BRIEF: Can you write out every row below again, requests included, with 110 added to each coordinate in the answers?

Pointing entries for named objects:
--------------------------------------------------

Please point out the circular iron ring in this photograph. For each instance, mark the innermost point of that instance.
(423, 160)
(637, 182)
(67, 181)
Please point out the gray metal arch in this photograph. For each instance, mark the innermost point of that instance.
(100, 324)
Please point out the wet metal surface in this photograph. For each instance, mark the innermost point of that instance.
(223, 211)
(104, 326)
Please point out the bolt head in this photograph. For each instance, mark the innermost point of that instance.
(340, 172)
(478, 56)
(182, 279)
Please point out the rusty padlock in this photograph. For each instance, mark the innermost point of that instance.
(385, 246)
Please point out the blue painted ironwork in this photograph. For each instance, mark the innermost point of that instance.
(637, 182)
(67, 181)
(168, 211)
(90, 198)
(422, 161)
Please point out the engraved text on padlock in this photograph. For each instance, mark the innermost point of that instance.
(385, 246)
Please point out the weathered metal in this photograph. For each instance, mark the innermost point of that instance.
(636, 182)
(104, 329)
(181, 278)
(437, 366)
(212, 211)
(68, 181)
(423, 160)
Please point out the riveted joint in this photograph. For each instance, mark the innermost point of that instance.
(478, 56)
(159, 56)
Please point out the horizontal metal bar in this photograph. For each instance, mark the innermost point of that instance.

--------------------------------------------------

SOLVED EXERCISE:
Please point out the circular iron ring in this photograph. For each instance, mark the innermost point of that instance.
(533, 270)
(747, 292)
(177, 291)
Please point out the gray metal arch in this photograph. For each instance, mark the innermost point of that instance.
(210, 434)
Please point out the wet metal surface in this photograph. For each instance, mark the innermost point of that instance.
(333, 321)
(214, 436)
Please point out the bolt head in this photograph. For each instance, mark the innermost point of that instance.
(450, 282)
(588, 166)
(292, 389)
Please point out the rusty padlock in this photograph. For each instance, mark the innermost point of that instance.
(495, 356)
Please point out the blue painted ironwork in this photograph. For each instance, mark the innermost point of that instance.
(747, 292)
(177, 291)
(278, 321)
(200, 308)
(532, 271)
Please point out the engraved text on padlock in this photograph. For each instance, mark the innermost point of that instance.
(495, 356)
Please point out the weathered metal in this photograph. For each instance, mark the innermost point of that instance.
(746, 292)
(214, 439)
(291, 388)
(547, 476)
(322, 321)
(178, 291)
(533, 270)
Please point out the riveted joint in this photograph. For each instance, mark the innermost point of that instance.
(588, 166)
(269, 166)
Please point out the horizontal metal bar in this photograph. For each instance, mark the innermost point of that instance.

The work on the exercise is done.